- [The problem]
Revise the data below by changing every "innermost" to "most central" and leaving everything else as it is. Omit the pictures from your answer.

- [Input rows]
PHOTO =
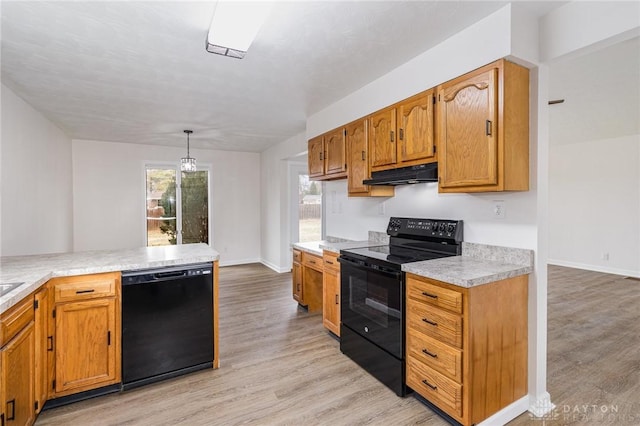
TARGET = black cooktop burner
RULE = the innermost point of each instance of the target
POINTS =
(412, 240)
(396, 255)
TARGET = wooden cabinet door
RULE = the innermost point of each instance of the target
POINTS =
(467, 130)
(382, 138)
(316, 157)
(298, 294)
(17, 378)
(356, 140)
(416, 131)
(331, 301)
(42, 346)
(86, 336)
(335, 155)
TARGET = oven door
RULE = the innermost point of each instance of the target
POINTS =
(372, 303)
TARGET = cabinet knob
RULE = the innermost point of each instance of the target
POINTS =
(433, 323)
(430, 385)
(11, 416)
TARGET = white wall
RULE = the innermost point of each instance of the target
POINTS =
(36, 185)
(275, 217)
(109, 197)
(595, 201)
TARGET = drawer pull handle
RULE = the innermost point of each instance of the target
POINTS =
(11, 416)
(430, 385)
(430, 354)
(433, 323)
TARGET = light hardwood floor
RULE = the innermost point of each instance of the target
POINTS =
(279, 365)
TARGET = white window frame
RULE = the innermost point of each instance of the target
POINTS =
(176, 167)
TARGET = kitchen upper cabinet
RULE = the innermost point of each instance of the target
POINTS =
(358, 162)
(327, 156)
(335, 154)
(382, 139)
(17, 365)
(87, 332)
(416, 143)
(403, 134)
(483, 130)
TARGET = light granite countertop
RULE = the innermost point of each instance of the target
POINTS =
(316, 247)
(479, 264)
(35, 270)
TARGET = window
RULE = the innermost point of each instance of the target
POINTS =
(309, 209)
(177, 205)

- [Worked answer]
PHOTO =
TARGET = black cooktop burner
RULE = the most central point of each instance of the target
POINTS =
(412, 240)
(396, 255)
TARGET = wooden cabinet door
RULE = the most central point of each instance of the target
POINTS =
(467, 130)
(382, 138)
(316, 157)
(298, 294)
(17, 378)
(356, 140)
(416, 131)
(331, 301)
(42, 346)
(86, 336)
(335, 155)
TARGET = oven door
RULE = the most central point of each instance of the target
POINTS =
(372, 303)
TARGET = cabinet knob
RULE = the most central point of each instance of the target
POINTS =
(433, 323)
(430, 385)
(11, 416)
TARGET = white wall
RULE = the most central point of each instance of the target
POINTS =
(36, 185)
(275, 217)
(109, 197)
(595, 201)
TARGET = drawer pull handle
RULE = the most central point of each instance of the target
POINTS =
(11, 416)
(430, 385)
(430, 354)
(433, 323)
TARGET = light hardwood floor
RULE = the most central point of each instance of the target
POINTS =
(279, 365)
TARGET = white window frame
RULE = the most central point of each instance of the target
POINTS =
(176, 167)
TARGET = kitchen upper cabinet
RULE = the most central point of each instance of the target
POINTS =
(358, 162)
(327, 156)
(335, 154)
(382, 139)
(17, 365)
(87, 332)
(416, 143)
(403, 134)
(483, 130)
TARGET = light granite countertop
RULE = the most central point of each instance of the target
POINTS =
(316, 247)
(479, 264)
(35, 270)
TARGET = window
RULE = the most central point of each instance of the target
POINTS =
(309, 209)
(177, 205)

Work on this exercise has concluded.